◆ **WORK TASK**
Look for the string "grille" in the listing below, then copy every line that has it.

◆ **SOURCE RECORDS**
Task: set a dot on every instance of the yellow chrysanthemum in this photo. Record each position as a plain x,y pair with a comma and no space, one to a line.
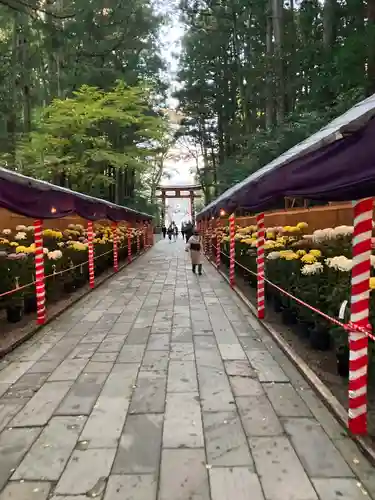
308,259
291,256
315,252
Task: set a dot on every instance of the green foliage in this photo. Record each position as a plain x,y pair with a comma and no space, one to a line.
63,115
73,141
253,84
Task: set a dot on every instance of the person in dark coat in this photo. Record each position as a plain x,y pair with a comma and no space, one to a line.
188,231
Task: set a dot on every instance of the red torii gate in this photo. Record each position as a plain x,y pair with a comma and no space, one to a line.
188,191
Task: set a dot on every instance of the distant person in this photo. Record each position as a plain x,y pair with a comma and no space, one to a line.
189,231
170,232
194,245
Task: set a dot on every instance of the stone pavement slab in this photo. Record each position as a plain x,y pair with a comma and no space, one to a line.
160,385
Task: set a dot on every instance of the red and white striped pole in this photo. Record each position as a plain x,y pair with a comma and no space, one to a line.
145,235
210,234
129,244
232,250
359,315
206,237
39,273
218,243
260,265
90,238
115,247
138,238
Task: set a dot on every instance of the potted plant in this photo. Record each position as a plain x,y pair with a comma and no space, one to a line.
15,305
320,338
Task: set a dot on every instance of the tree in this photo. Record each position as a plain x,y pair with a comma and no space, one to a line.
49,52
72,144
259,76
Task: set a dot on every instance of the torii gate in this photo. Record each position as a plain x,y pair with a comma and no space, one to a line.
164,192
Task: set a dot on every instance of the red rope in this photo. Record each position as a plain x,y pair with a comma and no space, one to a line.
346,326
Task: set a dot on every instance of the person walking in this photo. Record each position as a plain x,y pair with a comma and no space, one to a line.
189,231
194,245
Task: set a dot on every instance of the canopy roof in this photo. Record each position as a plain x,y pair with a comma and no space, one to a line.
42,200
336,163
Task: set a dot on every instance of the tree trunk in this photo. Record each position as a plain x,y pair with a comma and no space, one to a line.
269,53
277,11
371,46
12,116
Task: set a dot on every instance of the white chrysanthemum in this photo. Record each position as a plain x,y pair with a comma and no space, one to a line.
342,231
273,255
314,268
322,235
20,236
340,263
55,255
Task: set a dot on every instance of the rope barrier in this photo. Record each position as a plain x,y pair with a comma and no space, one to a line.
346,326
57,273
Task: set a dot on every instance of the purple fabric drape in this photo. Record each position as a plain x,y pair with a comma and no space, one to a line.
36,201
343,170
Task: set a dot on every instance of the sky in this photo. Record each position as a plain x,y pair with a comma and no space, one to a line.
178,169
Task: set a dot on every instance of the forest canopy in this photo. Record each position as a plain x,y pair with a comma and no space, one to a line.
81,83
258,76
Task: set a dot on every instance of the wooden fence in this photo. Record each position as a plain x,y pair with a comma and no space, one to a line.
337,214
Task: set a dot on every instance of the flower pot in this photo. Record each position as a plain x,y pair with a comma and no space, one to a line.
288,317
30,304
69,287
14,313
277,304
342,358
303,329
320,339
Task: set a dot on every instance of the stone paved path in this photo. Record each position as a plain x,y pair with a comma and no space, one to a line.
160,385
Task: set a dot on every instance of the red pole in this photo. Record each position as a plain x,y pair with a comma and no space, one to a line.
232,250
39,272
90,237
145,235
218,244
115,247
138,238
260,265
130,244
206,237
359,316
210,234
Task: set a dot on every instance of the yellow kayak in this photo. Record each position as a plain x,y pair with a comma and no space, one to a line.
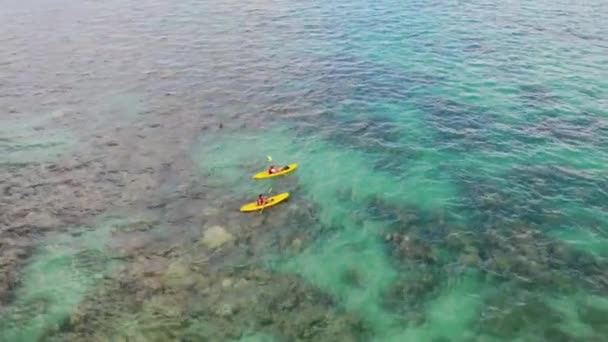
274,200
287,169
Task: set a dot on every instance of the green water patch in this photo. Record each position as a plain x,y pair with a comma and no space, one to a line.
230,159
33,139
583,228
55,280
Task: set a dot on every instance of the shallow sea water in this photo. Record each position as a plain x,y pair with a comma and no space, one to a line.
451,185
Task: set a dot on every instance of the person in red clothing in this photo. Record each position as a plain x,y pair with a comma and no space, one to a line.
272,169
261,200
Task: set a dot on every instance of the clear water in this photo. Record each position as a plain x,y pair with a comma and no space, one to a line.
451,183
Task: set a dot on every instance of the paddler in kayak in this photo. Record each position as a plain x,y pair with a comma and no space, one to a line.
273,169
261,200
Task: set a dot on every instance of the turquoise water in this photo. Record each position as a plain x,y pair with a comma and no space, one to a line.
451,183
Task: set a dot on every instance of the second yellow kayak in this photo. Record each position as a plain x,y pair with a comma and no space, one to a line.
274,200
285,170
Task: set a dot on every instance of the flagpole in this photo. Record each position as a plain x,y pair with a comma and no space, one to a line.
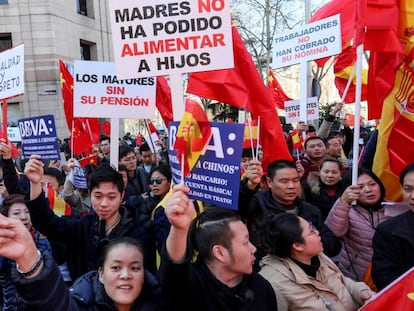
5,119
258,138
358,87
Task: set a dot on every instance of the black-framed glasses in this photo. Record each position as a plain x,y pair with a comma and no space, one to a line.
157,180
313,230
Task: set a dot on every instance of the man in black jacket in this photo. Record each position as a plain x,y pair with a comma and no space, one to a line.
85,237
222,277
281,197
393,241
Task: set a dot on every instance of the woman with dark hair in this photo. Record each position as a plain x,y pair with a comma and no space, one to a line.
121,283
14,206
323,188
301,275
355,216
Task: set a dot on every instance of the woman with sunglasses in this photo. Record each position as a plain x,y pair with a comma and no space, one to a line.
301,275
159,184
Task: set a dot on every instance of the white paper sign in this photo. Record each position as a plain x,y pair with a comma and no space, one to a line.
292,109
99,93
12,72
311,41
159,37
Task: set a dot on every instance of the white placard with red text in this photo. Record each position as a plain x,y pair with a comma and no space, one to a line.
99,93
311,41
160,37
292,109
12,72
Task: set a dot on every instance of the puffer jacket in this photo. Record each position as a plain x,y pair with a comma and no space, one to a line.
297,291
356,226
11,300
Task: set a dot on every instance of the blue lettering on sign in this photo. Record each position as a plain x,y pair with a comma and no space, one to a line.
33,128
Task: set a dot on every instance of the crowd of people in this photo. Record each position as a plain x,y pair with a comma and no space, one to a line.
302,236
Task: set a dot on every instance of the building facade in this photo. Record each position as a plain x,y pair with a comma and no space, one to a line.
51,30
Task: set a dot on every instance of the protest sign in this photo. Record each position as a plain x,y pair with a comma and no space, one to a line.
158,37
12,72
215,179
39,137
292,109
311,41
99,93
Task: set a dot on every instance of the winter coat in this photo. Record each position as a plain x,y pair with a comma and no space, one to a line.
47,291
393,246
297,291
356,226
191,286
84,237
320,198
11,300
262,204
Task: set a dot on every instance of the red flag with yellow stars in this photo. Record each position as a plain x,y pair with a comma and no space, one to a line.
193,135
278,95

--

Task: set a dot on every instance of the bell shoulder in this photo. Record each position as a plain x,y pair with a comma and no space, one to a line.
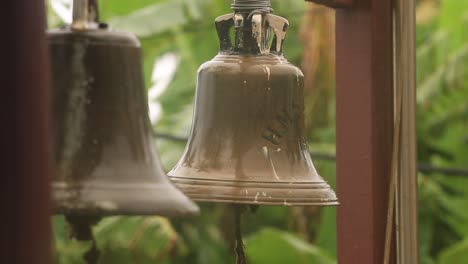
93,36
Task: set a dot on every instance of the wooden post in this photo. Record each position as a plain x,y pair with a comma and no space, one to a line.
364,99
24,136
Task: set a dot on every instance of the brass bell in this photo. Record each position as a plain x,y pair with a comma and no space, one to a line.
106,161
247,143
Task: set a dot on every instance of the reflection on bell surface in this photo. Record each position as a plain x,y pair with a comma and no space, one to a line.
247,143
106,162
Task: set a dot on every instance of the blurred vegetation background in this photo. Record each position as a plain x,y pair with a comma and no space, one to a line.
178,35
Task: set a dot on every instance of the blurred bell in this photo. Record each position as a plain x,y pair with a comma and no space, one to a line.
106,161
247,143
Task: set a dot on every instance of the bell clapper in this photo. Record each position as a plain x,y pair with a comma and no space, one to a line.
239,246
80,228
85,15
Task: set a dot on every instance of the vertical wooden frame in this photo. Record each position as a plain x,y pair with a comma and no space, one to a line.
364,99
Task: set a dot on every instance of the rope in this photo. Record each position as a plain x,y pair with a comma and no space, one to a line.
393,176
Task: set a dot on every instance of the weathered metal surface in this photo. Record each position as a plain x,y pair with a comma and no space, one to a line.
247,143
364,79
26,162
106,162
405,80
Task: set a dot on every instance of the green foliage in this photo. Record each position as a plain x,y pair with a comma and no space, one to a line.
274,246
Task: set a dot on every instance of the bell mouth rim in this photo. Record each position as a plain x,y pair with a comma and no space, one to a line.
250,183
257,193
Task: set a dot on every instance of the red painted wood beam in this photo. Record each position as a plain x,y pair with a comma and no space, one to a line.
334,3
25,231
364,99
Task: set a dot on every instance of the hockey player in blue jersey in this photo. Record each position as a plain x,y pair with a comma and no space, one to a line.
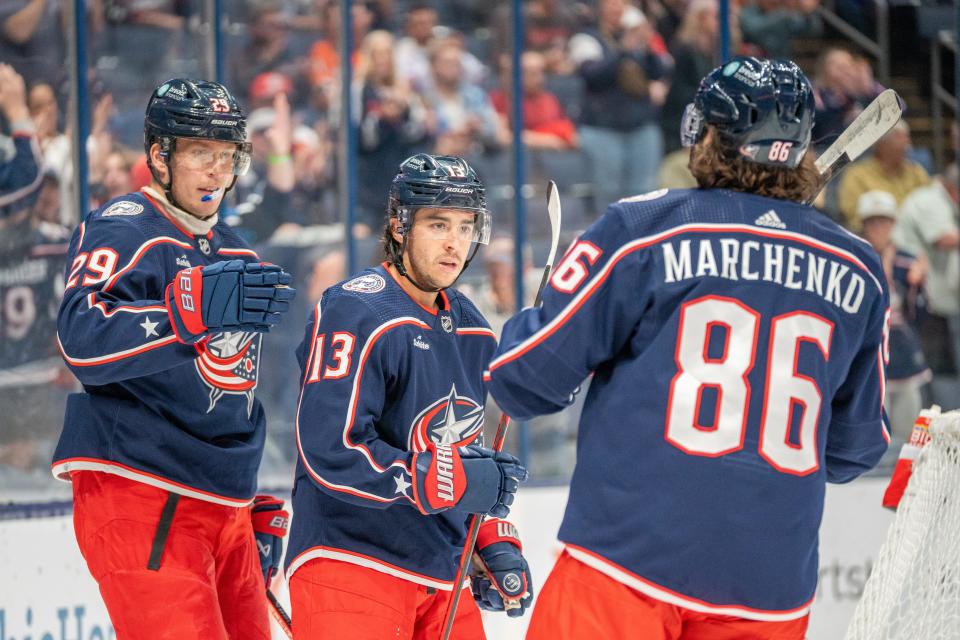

* * *

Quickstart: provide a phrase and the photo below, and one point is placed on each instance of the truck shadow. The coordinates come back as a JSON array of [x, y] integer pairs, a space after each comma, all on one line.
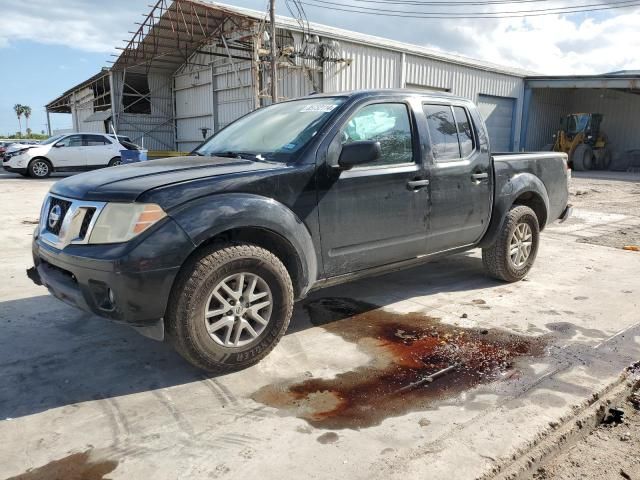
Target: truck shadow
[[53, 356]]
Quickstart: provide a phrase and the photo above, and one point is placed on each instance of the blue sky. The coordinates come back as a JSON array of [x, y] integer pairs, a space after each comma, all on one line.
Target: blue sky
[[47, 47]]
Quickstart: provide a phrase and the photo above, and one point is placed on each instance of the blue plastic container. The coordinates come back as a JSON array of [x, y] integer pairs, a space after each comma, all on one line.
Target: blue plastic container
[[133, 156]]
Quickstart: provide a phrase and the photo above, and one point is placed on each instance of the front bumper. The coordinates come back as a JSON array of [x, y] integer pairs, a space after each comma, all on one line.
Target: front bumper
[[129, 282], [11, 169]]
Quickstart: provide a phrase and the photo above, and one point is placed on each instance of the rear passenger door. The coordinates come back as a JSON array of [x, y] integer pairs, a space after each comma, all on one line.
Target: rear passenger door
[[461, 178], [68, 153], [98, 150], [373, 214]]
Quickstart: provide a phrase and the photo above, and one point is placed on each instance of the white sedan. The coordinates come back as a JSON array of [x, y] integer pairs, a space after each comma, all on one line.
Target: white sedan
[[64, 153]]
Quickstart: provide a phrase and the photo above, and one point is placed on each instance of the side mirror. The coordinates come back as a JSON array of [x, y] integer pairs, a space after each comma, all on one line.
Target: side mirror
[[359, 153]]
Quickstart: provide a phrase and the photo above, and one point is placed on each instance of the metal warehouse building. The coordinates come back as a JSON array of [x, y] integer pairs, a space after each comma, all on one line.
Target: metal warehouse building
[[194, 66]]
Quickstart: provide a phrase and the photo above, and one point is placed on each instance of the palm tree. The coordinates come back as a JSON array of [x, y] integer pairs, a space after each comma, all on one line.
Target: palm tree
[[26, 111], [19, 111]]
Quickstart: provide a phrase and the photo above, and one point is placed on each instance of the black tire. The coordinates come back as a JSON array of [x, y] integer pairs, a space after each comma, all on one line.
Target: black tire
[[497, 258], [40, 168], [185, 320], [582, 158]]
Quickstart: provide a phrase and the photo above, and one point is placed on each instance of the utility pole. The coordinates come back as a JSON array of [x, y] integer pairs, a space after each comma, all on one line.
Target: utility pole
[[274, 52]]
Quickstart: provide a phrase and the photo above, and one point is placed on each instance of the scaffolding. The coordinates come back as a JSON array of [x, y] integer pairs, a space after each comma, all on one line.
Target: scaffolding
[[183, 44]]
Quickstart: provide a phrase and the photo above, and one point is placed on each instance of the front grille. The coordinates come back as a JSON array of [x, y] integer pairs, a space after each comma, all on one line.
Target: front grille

◆ **REPLY**
Quickstart: provide a phrase and the photo above, and one point is placed on each instance of the front grille. The coordinates come back as a JSON array of [x, y] integer pairs, a space after each comma, all on one line.
Target: front grille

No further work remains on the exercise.